▸ EXERCISE PROMPT: Scan the records for the line containing "obj: man in navy suit jacket | bbox --json". From there through the last line, write out each line exactly.

▸ RECORDS FOR PROCESSING:

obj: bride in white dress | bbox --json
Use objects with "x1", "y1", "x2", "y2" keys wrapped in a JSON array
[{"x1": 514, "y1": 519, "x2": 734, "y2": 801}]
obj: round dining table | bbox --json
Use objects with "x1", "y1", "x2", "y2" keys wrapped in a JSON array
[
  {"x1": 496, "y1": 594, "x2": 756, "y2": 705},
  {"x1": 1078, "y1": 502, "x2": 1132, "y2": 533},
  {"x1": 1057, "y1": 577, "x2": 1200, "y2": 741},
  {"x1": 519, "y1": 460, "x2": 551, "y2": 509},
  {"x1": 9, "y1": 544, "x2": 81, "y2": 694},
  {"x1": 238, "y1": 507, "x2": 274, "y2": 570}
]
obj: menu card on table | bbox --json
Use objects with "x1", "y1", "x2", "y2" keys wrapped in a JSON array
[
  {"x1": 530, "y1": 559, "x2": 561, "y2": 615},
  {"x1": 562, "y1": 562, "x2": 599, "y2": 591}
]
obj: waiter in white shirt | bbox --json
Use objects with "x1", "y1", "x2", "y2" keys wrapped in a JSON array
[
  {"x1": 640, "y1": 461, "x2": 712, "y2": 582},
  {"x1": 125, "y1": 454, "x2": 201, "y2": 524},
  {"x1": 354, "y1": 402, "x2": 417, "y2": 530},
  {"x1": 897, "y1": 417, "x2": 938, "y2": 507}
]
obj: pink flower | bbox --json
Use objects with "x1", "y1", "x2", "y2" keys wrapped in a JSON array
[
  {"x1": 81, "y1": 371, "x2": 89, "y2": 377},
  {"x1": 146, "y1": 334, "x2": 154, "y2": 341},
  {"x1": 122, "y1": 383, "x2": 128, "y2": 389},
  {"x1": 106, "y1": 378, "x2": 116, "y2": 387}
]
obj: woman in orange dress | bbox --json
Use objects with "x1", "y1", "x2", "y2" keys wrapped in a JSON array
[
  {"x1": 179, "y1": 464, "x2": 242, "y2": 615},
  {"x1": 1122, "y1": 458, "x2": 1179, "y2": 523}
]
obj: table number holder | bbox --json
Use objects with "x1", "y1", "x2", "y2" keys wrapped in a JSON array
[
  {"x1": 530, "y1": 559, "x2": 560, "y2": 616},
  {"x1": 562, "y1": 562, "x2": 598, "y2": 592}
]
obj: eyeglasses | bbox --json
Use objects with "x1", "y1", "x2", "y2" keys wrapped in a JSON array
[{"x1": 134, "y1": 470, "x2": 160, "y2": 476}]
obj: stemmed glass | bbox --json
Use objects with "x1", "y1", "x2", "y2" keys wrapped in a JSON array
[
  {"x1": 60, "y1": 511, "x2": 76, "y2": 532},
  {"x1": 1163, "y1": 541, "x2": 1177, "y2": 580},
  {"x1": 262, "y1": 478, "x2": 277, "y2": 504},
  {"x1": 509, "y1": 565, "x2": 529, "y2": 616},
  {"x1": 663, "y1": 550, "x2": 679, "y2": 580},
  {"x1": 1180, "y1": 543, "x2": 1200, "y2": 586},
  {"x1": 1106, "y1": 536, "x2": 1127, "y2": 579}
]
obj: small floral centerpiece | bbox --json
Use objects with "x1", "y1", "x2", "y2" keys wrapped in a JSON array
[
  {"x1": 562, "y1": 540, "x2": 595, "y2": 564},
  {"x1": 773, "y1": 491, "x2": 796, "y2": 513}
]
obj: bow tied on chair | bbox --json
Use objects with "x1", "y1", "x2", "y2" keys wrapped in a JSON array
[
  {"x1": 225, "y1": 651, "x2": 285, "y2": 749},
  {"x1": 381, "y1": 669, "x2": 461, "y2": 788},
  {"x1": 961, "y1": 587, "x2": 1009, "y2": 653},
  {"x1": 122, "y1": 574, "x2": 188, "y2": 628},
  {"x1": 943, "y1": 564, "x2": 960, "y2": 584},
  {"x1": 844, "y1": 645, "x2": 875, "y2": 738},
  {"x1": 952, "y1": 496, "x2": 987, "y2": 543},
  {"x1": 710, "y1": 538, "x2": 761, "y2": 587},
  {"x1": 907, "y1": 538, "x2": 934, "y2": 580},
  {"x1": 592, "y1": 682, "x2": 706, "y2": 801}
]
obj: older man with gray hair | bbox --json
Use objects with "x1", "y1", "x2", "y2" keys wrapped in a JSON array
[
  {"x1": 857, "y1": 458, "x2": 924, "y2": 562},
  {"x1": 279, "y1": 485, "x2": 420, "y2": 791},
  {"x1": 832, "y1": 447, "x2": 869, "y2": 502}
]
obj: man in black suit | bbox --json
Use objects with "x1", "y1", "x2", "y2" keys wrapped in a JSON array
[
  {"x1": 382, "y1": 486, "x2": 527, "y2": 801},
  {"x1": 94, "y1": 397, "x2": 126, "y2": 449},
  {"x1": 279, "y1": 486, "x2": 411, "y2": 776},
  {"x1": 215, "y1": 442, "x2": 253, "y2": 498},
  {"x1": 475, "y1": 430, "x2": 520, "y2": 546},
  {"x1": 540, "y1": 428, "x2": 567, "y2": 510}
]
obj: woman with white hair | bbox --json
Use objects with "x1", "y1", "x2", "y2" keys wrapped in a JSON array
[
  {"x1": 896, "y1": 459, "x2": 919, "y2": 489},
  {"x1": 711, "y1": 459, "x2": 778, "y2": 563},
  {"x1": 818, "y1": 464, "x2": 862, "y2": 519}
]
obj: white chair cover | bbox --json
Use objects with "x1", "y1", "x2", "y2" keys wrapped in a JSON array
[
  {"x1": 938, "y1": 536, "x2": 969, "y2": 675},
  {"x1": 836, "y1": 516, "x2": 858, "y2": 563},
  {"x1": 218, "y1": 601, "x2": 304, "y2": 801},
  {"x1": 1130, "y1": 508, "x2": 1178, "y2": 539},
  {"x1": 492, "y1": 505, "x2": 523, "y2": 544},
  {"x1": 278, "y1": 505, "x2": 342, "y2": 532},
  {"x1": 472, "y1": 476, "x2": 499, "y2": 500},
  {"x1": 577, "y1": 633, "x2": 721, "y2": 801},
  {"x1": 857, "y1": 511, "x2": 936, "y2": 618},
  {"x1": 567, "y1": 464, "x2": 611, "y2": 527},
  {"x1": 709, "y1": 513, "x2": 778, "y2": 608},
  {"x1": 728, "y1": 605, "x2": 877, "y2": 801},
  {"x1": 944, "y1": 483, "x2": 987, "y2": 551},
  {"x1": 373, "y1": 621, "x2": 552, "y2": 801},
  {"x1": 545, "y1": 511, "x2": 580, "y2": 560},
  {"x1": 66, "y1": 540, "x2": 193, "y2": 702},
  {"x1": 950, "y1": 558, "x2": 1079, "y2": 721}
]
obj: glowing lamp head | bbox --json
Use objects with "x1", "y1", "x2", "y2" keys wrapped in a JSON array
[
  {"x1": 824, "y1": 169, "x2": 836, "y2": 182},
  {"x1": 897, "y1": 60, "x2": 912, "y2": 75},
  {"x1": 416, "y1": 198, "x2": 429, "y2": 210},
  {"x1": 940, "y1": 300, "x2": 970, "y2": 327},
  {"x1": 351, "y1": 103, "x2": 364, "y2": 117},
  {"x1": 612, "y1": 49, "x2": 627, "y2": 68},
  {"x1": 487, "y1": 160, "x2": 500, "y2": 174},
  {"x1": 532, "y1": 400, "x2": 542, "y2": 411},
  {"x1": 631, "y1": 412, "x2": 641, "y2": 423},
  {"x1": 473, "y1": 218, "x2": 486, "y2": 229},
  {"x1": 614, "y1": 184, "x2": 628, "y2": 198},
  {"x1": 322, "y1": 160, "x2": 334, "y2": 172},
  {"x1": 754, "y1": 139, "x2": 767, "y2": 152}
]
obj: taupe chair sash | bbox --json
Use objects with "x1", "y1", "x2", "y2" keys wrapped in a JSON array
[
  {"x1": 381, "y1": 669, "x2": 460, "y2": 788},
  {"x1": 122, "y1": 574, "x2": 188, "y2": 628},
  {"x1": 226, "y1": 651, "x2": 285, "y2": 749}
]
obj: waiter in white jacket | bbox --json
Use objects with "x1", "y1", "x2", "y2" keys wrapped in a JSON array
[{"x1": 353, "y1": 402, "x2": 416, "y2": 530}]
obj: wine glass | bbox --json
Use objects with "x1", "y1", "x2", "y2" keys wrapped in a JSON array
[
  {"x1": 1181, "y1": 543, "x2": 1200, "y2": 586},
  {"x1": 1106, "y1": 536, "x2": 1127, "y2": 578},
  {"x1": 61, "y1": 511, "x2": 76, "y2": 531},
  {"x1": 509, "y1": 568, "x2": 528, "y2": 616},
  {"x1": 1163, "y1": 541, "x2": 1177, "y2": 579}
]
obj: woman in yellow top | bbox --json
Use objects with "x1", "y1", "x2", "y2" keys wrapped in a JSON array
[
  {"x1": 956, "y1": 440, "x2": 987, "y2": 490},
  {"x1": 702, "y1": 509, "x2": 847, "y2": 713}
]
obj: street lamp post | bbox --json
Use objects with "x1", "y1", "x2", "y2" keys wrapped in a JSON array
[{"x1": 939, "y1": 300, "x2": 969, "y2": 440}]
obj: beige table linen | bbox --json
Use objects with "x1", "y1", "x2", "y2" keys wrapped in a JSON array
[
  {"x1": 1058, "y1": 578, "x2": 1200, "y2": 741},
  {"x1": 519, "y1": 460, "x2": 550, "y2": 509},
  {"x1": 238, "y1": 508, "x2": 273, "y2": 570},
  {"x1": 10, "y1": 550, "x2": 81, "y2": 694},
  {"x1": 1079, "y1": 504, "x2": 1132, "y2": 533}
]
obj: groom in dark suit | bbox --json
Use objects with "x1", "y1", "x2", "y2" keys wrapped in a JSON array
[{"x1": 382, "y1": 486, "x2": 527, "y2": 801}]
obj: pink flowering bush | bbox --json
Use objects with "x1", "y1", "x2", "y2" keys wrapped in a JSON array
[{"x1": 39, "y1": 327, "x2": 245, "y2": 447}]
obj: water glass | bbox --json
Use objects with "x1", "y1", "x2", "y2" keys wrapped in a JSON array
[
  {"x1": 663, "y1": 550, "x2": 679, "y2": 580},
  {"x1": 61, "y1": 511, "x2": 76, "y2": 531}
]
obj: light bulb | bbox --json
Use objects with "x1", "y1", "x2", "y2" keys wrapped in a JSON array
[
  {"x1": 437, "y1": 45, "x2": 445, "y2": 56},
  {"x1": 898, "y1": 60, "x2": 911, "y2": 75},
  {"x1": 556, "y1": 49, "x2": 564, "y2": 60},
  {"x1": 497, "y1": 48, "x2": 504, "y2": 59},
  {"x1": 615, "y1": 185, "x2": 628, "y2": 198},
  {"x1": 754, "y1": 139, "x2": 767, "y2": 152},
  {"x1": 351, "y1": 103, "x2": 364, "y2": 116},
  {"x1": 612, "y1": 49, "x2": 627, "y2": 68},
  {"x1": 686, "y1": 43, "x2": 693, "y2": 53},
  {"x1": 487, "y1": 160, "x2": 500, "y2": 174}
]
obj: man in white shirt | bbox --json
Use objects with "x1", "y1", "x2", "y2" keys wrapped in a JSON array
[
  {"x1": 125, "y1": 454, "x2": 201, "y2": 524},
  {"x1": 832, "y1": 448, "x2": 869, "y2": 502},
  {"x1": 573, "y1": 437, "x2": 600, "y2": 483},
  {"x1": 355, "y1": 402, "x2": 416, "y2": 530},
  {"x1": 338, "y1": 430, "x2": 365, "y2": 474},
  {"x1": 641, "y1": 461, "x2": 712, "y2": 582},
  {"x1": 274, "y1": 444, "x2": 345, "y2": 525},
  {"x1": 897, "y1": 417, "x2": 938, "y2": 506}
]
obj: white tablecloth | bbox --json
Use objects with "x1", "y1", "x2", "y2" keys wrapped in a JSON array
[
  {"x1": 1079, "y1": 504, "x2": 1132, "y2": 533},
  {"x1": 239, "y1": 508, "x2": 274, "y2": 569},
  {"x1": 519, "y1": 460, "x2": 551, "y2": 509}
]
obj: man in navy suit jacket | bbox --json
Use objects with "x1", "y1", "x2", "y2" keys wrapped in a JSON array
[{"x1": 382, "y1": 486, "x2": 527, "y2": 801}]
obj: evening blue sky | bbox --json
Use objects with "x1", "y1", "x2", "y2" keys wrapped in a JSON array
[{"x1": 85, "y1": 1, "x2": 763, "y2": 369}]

▸ ANSWER FOR THE TASK:
obj: man in navy suit jacket | bbox --json
Use objects with "x1", "y1", "x2", "y2" keys wrapped in a JSON array
[{"x1": 382, "y1": 486, "x2": 527, "y2": 801}]
obj: evening blue sky | bbox --json
Use objects with "x1", "y1", "x2", "y2" keys wrapped in a JSON array
[{"x1": 85, "y1": 1, "x2": 763, "y2": 369}]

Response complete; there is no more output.